───── SUPPLIED TEXT ─────

Boston—The pills might be fake, but that doesn’t mean they can’t relieve pain.

Or so says a new study in the journal Pain. It is the first to demonstrate a beneficial placebo effect for lower-back pain sufferers who knew they were taking ‘fake pills.’

In fact, according to the study involving Beth Israel Deaconess Medical Center, Harvard Medical School and Portuguese colleagues from the Instituto Superior de Psicologia Aplicada (ISPA), even though patients knowingly took placebos, they reported 30% less pain and 29% reduction in disability compared to a control group.

Another benefit to the study, according to the authors, is that “open-labeling,” as used in this circumstance, solves a common ethical dilemma by allowing patients to choose placebo treatments with informed consent.

“These findings turn our understanding of the placebo effect on its head,” explained joint senior author Ted Kaptchuk, director of the Program for Placebo Studies and the Therapeutic Encounter at Beth Israel Deaconess Medical Center and an associate professor of medicine at Harvard Medical School. “This new research demonstrates that the placebo effect is not necessarily elicited by patients‘ conscious expectation that they are getting an active medicine, as long thought. Taking a pill in the context of a patient-clinician relationship—even if you know it’s a placebo—is a ritual that changes symptoms and probably activates regions of the brain that modulate symptoms.”

─────

WORK TASK
Copy the placebo article between "Or so says a" and "a control group.", inclusive, substituting "impairment" for "disability". The records after this point are separate material, unrelated to the placebo article.

───── RECORDED INFORMATION ─────

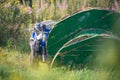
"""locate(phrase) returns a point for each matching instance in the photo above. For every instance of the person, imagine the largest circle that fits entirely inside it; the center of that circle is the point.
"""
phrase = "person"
(38, 38)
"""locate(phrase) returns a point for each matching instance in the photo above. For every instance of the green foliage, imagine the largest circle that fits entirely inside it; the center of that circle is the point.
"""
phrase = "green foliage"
(14, 18)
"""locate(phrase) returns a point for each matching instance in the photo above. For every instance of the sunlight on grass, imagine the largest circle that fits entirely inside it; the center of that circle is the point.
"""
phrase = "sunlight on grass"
(16, 66)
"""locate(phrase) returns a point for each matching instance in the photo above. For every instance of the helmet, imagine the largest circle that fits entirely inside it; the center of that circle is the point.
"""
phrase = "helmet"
(38, 26)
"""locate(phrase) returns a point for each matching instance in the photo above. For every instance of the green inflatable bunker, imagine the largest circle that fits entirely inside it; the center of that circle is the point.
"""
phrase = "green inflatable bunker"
(75, 38)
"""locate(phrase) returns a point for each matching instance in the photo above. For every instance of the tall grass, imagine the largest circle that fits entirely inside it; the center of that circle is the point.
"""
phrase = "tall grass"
(15, 66)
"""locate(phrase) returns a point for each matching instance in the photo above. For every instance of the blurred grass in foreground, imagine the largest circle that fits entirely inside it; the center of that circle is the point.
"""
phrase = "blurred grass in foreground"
(15, 66)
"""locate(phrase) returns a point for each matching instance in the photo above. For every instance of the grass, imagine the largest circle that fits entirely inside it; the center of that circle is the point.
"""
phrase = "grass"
(15, 66)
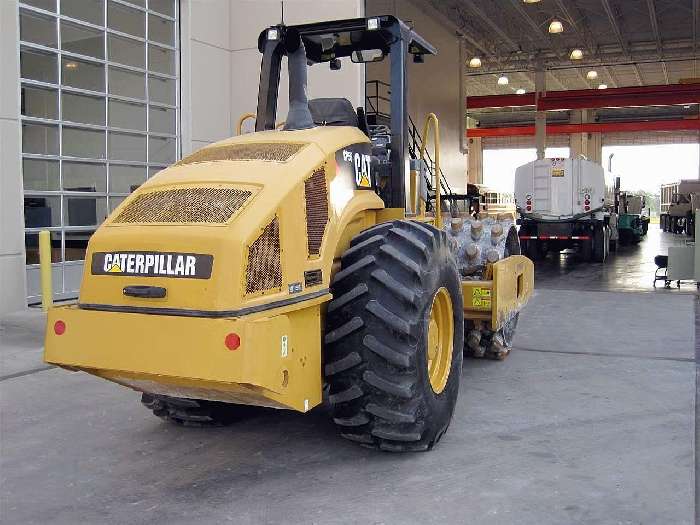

─────

ANSWER BELOW
Or so says a new study in the journal Pain. It is the first to demonstrate a beneficial placebo effect for lower-back pain sufferers who knew they were taking ‘fake pills.’

In fact, according to the study involving Beth Israel Deaconess Medical Center, Harvard Medical School and Portuguese colleagues from the Instituto Superior de Psicologia Aplicada (ISPA), even though patients knowingly took placebos, they reported 30% less pain and 29% reduction in impairment compared to a control group.